• Stated exercise 1
Pull out each line of the listing below that contains the word "front".

• Passage provided

>> BEGIN

# Turbo Hawk



## NMYoungGun (May 29, 2009)

anybody shot it yet? It just got released last night on the hoyt site. :mg:
It looks awesome. its lighter than the alphamax:mg: I cant wait to shoot one!!


----------



## N7709K (Dec 17, 2008)

I looked at one in yankton. It balances pretty well and drew pretty smooth. It is a good intermediate bow.


----------



## Sighting In (Feb 5, 2009)

It looks like a pretty good mid-end bow. There is no way that it compares to the Katera, but for the money it is not bad.


----------



## BIGBC (Jan 29, 2007)

Im not much of a fan of the Reflex-esque bows, they just arent as refined as the rest of the Hoyt line. Having said that I shot the Powerhawk (i think) and it was really decent for the money.

>> END

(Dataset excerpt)
>> BEGIN

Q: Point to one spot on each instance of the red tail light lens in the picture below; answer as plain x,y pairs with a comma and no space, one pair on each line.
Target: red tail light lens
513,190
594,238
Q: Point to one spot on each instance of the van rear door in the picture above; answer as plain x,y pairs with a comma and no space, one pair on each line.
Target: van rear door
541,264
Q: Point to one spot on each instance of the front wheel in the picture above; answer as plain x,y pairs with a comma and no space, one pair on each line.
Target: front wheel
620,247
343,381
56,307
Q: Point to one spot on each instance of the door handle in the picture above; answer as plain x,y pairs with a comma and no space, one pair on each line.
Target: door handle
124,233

>> END
>> BEGIN

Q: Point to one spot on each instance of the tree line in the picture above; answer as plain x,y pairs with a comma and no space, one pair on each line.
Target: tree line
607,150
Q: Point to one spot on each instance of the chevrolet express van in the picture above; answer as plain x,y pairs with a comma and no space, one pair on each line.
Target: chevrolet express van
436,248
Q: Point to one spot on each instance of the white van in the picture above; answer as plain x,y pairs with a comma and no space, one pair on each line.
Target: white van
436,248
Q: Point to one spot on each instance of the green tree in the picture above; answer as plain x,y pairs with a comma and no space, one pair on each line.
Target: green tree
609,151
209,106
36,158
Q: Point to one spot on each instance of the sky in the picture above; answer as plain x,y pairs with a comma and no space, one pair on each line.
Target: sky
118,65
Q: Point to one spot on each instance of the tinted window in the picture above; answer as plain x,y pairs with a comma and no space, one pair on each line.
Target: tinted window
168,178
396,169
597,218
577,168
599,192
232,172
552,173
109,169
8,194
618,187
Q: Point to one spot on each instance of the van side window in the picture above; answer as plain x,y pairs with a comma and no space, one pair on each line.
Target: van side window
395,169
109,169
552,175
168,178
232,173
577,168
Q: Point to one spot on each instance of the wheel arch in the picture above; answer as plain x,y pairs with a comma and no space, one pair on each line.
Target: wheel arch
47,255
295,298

>> END

• Stated exercise 2
Carry the forum thread about the Turbo Hawk bow further, picking up right after its last post.

• Right answer 1
Q: Point to one spot on each instance of the front wheel in the picture above; answer as plain x,y pairs with a comma and no space, one pair on each line.
Target: front wheel

• Right answer 2
----------



## N7709K (Dec 17, 2008)

I looked at them today. They are not bad.


----------



## NMYoungGun (May 29, 2009)

I am pumped up about this bow. I am working my butt off trying to get the money to go buy one. Hey poor boy gotta shoot too. lol


----------



## Ignition kid (Oct 7, 2008)

Yesterday i looked at it on their website, seems to be an awesome bow.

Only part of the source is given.